■ **What is expected**: Repeat every line of the material that follows, word for word.

*** Block opens ***

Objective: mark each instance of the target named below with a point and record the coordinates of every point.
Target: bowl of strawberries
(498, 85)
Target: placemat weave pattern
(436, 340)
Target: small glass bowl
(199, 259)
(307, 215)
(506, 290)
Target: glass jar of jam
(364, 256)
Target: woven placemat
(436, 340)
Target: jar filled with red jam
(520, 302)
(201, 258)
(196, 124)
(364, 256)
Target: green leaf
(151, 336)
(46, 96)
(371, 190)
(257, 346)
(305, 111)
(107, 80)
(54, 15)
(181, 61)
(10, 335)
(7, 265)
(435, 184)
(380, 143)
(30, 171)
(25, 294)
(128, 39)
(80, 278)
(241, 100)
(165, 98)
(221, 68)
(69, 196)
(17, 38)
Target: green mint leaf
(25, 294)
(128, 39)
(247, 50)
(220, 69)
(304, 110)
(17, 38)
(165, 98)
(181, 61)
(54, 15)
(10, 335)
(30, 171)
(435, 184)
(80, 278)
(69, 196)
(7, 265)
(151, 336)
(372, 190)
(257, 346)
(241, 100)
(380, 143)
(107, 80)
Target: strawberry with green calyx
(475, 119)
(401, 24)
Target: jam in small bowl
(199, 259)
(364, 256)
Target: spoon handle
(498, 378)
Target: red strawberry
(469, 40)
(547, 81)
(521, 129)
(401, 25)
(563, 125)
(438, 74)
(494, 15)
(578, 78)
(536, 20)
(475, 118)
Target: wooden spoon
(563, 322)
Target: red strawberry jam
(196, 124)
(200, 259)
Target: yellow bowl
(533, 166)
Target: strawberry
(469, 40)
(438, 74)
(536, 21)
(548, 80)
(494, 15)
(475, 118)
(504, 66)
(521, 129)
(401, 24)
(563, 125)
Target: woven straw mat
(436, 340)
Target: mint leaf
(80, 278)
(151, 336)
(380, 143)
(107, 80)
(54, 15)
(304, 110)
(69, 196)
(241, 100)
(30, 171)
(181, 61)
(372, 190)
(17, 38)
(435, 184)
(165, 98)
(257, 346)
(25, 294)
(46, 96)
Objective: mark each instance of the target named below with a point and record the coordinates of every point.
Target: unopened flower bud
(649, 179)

*** Block closes ***

■ **Task answer**:
Objective: mark each instance of the target named below with a point and record the coordinates of every point.
Target: bowl of strawberries
(498, 85)
Target: placemat weave pattern
(436, 340)
Target: small glass bowl
(199, 259)
(307, 215)
(506, 290)
Target: glass jar of jam
(364, 256)
Target: woven placemat
(436, 340)
Target: jar filled with red jam
(520, 302)
(201, 258)
(196, 124)
(364, 256)
Target: green leaf
(151, 336)
(46, 96)
(371, 190)
(257, 346)
(305, 111)
(107, 80)
(54, 15)
(181, 61)
(10, 335)
(7, 265)
(435, 184)
(380, 143)
(30, 171)
(25, 294)
(128, 39)
(80, 278)
(241, 100)
(165, 98)
(221, 68)
(69, 196)
(17, 38)
Target: green mint leaf
(25, 294)
(128, 39)
(247, 50)
(220, 69)
(304, 110)
(17, 38)
(165, 98)
(181, 61)
(54, 15)
(10, 335)
(30, 171)
(435, 184)
(80, 278)
(69, 196)
(7, 265)
(151, 336)
(372, 190)
(257, 346)
(241, 100)
(380, 143)
(107, 80)
Target: strawberry with green calyx
(475, 119)
(401, 24)
Target: jam in small bowl
(199, 259)
(364, 256)
Target: spoon handle
(498, 378)
Target: red strawberry
(469, 40)
(547, 81)
(521, 129)
(401, 25)
(563, 125)
(438, 74)
(494, 15)
(578, 78)
(536, 20)
(475, 118)
Target: wooden spoon
(563, 322)
Target: red strawberry jam
(196, 124)
(200, 259)
Target: yellow bowl
(533, 166)
Target: strawberry
(469, 40)
(438, 74)
(536, 21)
(548, 80)
(494, 15)
(475, 118)
(504, 66)
(521, 129)
(401, 24)
(563, 125)
Target: woven straw mat
(436, 340)
Target: mint leaf
(80, 278)
(151, 336)
(380, 143)
(107, 80)
(54, 15)
(304, 110)
(69, 196)
(241, 100)
(30, 171)
(181, 61)
(372, 190)
(17, 38)
(435, 184)
(165, 98)
(257, 346)
(25, 294)
(46, 96)
Objective: mark each instance of the target named below with a point and record the coordinates of every point.
Target: unopened flower bud
(649, 179)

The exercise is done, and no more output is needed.